Task directions
Give the lines again word for word, beginning with the one containing "Objective — for every instance of the cow's muzzle" and ending with the last line of the material below.

───── Source records

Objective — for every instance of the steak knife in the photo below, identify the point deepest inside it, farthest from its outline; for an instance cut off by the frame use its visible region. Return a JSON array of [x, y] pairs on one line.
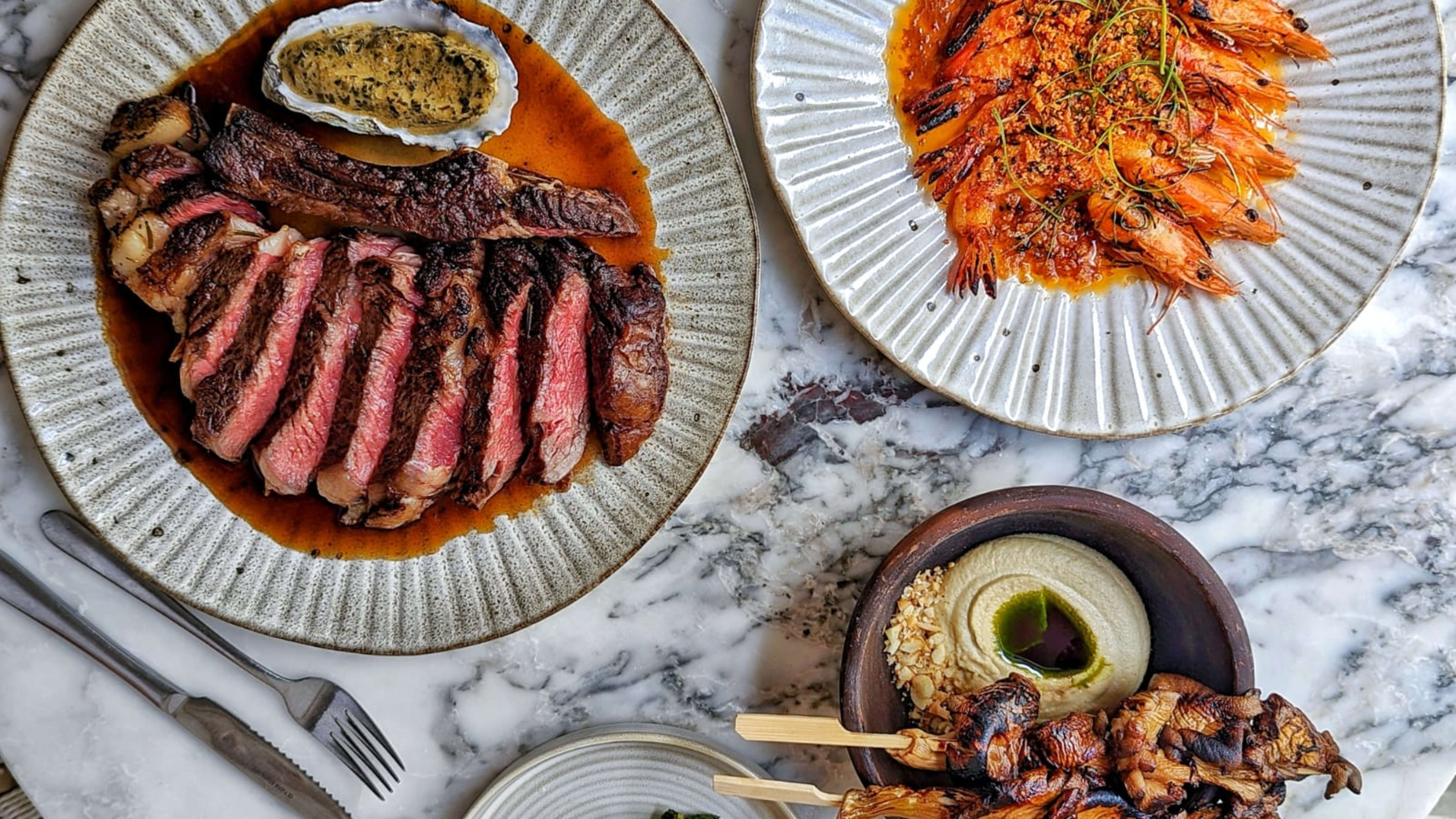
[[216, 726]]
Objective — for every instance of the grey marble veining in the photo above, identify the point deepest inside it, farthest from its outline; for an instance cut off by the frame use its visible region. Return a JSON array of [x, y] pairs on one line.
[[1327, 506]]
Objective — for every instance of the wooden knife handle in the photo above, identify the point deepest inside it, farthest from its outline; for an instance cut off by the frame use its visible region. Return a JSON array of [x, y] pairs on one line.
[[774, 791], [813, 731]]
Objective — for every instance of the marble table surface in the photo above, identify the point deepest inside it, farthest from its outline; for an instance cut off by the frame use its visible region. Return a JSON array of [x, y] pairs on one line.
[[1327, 506]]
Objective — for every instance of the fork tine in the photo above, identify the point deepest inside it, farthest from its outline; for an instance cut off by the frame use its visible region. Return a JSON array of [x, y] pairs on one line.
[[360, 755], [344, 755], [373, 729], [367, 744]]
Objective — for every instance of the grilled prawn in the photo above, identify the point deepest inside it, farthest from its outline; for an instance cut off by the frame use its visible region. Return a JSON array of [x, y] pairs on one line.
[[1069, 138]]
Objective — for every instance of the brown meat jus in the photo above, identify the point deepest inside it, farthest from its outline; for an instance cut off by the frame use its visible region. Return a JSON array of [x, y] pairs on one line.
[[464, 196]]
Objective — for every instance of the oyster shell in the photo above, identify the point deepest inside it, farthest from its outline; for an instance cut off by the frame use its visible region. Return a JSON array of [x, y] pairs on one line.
[[367, 67]]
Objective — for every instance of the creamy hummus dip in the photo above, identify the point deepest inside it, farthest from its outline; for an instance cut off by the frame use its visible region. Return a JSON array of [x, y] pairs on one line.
[[1007, 599]]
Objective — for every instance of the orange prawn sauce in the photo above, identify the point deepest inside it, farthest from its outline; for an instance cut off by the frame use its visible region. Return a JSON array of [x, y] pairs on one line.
[[555, 130], [1078, 263]]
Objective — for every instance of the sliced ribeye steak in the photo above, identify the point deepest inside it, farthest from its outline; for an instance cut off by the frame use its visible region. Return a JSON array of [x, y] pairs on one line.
[[494, 438], [628, 356], [557, 365], [289, 451], [366, 406], [464, 196], [424, 439], [235, 403], [222, 302]]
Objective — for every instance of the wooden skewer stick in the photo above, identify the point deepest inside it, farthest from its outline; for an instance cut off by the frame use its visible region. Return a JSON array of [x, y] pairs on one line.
[[775, 791], [813, 731]]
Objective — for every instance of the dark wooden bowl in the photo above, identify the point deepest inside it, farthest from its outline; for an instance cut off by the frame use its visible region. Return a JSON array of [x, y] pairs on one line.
[[1197, 629]]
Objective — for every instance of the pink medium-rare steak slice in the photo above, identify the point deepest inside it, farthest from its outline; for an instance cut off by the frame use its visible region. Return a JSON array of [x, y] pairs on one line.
[[191, 199], [362, 419], [235, 403], [424, 442], [628, 356], [493, 435], [169, 273], [137, 183], [289, 451], [560, 411], [220, 304], [464, 196]]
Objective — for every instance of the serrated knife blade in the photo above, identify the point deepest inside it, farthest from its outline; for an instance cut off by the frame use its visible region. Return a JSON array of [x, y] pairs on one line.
[[204, 719]]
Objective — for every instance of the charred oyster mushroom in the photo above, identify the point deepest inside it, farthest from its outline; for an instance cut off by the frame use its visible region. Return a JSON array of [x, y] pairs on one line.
[[991, 729]]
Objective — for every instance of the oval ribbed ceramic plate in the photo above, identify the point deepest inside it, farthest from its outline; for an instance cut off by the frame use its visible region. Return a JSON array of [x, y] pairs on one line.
[[1087, 366], [124, 480], [628, 772]]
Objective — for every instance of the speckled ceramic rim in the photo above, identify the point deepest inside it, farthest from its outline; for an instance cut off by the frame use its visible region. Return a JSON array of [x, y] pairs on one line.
[[882, 344], [864, 642], [669, 736], [52, 457]]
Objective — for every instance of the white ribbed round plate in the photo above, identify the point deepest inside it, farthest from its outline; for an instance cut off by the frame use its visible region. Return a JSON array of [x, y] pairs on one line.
[[627, 772], [121, 475], [1087, 366]]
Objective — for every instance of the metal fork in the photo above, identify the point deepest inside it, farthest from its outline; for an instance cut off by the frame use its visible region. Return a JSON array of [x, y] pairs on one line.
[[325, 710]]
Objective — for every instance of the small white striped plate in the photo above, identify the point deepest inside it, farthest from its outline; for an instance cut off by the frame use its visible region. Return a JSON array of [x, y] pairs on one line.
[[625, 772], [1365, 132], [126, 482]]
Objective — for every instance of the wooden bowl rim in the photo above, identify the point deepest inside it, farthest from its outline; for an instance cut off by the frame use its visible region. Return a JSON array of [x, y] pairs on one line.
[[1014, 502]]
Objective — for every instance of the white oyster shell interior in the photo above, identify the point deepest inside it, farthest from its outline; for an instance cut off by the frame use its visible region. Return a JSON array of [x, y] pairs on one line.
[[416, 15]]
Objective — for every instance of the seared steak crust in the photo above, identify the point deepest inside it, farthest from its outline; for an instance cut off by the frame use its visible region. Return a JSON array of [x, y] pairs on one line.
[[424, 442], [235, 403], [222, 302], [289, 451], [362, 419], [628, 356], [494, 439], [557, 365], [464, 196]]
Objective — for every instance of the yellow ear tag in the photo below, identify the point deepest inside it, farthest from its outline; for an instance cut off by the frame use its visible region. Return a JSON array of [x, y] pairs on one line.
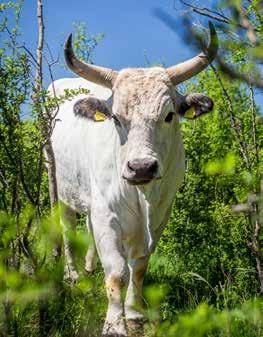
[[99, 116], [190, 113]]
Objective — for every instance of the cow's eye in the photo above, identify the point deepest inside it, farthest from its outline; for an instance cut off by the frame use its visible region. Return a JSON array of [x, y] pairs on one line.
[[169, 117], [116, 120]]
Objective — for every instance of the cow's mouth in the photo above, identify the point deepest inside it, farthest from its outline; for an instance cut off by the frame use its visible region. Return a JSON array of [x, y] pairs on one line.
[[135, 182]]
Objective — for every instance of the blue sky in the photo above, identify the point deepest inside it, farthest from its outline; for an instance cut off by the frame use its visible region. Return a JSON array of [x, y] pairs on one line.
[[130, 27]]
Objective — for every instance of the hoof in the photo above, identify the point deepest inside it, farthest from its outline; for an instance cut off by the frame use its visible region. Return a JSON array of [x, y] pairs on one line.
[[135, 327], [71, 276], [114, 330]]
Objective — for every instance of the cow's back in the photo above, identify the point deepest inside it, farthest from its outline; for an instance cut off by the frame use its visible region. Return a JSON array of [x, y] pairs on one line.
[[74, 139]]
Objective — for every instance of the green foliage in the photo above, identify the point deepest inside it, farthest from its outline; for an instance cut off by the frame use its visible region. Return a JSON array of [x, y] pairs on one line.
[[85, 43], [203, 275]]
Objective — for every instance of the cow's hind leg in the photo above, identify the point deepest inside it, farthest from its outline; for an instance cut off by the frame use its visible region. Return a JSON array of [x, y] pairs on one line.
[[110, 250], [91, 256], [68, 222], [134, 299]]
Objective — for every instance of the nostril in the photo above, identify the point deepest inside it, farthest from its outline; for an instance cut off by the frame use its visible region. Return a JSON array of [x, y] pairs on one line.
[[130, 166], [153, 167]]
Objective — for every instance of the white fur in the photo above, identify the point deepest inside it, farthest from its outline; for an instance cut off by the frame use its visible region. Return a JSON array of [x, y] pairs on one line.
[[126, 220]]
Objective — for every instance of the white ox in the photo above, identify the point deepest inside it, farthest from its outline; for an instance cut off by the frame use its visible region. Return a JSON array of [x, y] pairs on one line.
[[123, 173]]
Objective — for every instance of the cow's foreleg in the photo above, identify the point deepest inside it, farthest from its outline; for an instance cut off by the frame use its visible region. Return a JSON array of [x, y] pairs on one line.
[[110, 250], [68, 222], [91, 256], [134, 299]]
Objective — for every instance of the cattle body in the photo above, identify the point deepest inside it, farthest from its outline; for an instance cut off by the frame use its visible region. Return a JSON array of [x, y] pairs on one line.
[[122, 172]]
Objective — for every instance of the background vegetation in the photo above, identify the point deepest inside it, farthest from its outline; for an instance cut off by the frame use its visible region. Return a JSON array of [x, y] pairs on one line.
[[206, 276]]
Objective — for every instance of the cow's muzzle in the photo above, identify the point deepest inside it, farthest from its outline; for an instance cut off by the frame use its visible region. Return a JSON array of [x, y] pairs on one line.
[[141, 171]]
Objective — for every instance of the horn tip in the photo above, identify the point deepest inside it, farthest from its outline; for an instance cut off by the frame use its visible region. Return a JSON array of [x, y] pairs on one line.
[[68, 43], [212, 28]]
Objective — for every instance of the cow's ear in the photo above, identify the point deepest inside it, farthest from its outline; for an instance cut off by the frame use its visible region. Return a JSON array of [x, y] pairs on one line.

──────────

Your response
Objective — for every instance of the cow's muzzle in the photo above, identify the point deepest inside it, farthest from its outline; for an instance cut off by the frame use its visible region. Return a JSON array of [x, y] pairs on one line.
[[141, 171]]
Objective — for every instance of the horn tip in the photo above, identify the point deepest inside it, farthest from its outline; for an instance cut off by the frame use its visible region. Return a JSON array of [x, y] pairs on one line.
[[68, 43], [212, 28]]
Objective — for every instance of the cow's ear in the photo above, identify the point deepest inside it, farthest from its outline; for an instance cut off by the frame use its visible region. Return a JSON array of [x, y] pairs on one line.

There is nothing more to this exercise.